Exercise prompt: Rewrite each of the entries below, changing "Prove it" to "Show it" and leaving every other word as it is.
* begin *
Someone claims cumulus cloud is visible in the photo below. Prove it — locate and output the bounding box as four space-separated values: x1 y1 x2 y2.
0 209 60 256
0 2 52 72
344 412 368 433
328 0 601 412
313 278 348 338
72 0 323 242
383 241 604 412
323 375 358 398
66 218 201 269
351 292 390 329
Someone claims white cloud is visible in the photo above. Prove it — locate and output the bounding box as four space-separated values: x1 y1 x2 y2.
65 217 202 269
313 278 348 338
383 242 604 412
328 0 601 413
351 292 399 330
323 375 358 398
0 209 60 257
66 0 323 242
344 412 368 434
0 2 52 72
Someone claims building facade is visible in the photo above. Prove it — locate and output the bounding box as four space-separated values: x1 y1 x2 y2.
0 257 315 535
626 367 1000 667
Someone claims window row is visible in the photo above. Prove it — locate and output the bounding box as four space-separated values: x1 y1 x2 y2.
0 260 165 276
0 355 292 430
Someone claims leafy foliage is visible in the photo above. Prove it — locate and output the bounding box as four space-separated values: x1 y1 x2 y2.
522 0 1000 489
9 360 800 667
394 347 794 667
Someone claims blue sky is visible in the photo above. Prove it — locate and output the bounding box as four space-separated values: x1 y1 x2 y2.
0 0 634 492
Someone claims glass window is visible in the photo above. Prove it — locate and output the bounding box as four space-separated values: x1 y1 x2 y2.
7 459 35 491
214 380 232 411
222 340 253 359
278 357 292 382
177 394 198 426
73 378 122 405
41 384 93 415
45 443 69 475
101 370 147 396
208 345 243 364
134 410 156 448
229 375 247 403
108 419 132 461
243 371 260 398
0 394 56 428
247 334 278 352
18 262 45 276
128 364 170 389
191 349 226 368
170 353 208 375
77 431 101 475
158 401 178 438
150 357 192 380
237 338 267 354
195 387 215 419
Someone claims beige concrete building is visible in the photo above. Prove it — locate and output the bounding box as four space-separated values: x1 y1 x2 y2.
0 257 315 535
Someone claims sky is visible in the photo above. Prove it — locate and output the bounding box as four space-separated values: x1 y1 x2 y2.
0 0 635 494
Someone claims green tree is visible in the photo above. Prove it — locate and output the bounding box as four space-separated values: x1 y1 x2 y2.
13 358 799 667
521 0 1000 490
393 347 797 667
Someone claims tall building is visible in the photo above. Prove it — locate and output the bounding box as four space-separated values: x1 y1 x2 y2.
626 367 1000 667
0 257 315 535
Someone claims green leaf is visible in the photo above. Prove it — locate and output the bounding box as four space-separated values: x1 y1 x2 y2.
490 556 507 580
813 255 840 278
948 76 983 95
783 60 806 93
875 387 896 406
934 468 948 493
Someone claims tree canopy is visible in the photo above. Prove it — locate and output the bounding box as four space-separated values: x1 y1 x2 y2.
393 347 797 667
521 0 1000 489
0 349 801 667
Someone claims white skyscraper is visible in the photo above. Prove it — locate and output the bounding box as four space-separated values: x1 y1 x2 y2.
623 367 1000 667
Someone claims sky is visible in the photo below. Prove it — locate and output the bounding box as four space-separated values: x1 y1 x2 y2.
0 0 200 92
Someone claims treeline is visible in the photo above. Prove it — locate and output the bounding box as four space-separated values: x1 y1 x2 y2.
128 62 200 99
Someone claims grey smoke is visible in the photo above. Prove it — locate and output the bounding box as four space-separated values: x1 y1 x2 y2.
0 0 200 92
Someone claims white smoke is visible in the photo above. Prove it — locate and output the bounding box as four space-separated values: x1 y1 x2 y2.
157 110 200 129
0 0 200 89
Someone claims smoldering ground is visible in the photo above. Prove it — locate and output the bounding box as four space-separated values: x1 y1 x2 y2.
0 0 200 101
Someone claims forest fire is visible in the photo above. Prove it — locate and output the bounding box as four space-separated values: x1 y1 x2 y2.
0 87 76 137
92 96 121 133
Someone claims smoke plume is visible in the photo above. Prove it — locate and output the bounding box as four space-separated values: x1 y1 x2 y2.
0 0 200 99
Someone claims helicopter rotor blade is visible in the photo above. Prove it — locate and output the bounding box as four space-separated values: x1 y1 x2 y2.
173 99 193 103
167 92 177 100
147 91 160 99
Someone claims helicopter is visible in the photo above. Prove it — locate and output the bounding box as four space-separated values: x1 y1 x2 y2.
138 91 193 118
* end *
Result of the task:
Someone claims cumulus cloud is visible in the photo below. Show it — locate and output the bounding box as four space-separated values: x1 y1 x2 y2.
0 209 60 256
0 2 52 72
344 412 368 433
328 0 601 412
313 278 348 338
72 0 323 242
383 241 604 412
323 375 358 398
66 218 201 269
351 292 390 329
Someone claims white cloud is visible in the photo above. Show it — locate and output the bounding box as four space-separated values: x1 y1 x2 y2.
65 217 202 269
313 278 348 338
383 242 604 412
328 0 601 413
351 292 399 330
323 375 358 398
0 209 60 257
66 0 323 242
344 412 368 434
0 2 52 72
Someone claims building facade is visible in the photo above. Show it — locate and output the bounding box as four space-separated values: x1 y1 x2 y2.
0 257 315 535
626 367 1000 667
Someone claims window row is visible in the photo above. Show it — locate and output the bounding box as four space-separated values: x1 y1 x2 y2.
0 260 165 276
0 355 292 430
Someone claims leafy foliage is visible in the photo above. Show it — locate and output the bounding box as four space-separated values: x1 y1 x2 y2.
522 0 1000 489
9 360 800 667
394 347 794 667
Someone claims blue sky is visible in the photo above. Show it — locate and output the bounding box as four space-separated values: x1 y1 x2 y2.
0 0 634 492
Someone claims glass window is visible in the photo above. Show it — locate and output the bounding box as four space-separated values: x1 y1 x2 y2.
7 459 35 491
214 380 232 411
222 340 253 359
278 357 292 382
177 394 198 426
73 378 122 405
41 384 93 415
45 443 69 475
101 370 147 396
208 345 243 364
134 410 156 448
229 375 247 403
108 419 132 461
243 371 260 398
0 394 56 428
247 334 278 352
18 262 45 276
128 364 170 389
191 349 226 368
170 353 208 375
77 431 101 475
158 401 178 438
150 357 192 380
237 338 267 354
195 387 215 419
Someone claims beige concrete building is visible in the photo above. Show it — locate and output the bounding box as four space-separated values: x1 y1 x2 y2.
0 257 315 535
Someone claims sky is visible in the photo above. Show it — locate and output the bounding box as four space-separated values: x1 y1 x2 y2.
0 0 635 494
Someone claims green tree is visible in the photo above. Show it — locate and output the bounding box as four space-separated values: x1 y1 x2 y2.
13 358 799 667
521 0 1000 490
393 347 797 667
Someone claims tall building is visible in the photo above. Show it — locate and output the bounding box as four space-separated values: x1 y1 x2 y2.
626 367 1000 667
0 257 315 535
Someone claims green leaf is visible in the photo above. Show it — locate and output the bounding box as four space-separated values: x1 y1 x2 y2.
490 556 507 580
813 255 840 278
948 76 983 95
783 60 806 93
875 387 896 406
934 468 948 493
Someone claims tree canopy is visible in the photo above. Show it — locate and output the bounding box as four space-separated values: x1 y1 x2 y2.
393 347 797 667
521 0 1000 489
0 349 801 667
Someone claims white skyscraper is visible in the photo above. Show it — locate and output the bounding box as four space-separated values: x1 y1 x2 y2.
623 367 1000 667
Someone claims sky is visible in the photo below. Show it — locate and output the bounding box as four space-separated values: x1 y1 x2 y2.
0 0 200 92
Someone claims treeline is visible in the photo above. Show it — locate and output the bounding box as four space-separated values: x1 y1 x2 y2.
128 62 200 99
Someone claims grey smoke is visible in the photo above. Show it — locate and output the bounding box as four space-separated values: x1 y1 x2 y2.
0 0 200 92
Someone claims white smoke is visible in the photo above. Show it — locate and output the bounding box as four space-separated values: x1 y1 x2 y2.
157 110 200 129
0 0 200 89
Someone claims smoldering ground is visible in the photo above. Show it — locate and output the bounding box as four space-separated values: x1 y1 x2 y2.
0 0 200 101
Someone claims forest fire is visible in the photo above. Show it — locate and output the bounding box as four space-separated values: x1 y1 x2 y2.
0 87 76 137
92 96 121 133
Someone claims smoke plume is visible in the photo above. Show it — locate and output the bounding box as four space-separated values: x1 y1 x2 y2.
0 0 200 99
Someone claims helicopter rotor blade is visible in the photo above. Show it — locate and output the bounding box as four space-separated values: x1 y1 x2 y2.
173 99 193 103
167 92 177 100
147 91 160 99
Someone claims helicopter is visible in the photo above. Show it — locate and output the bounding box as four space-separated values: x1 y1 x2 y2.
138 91 193 118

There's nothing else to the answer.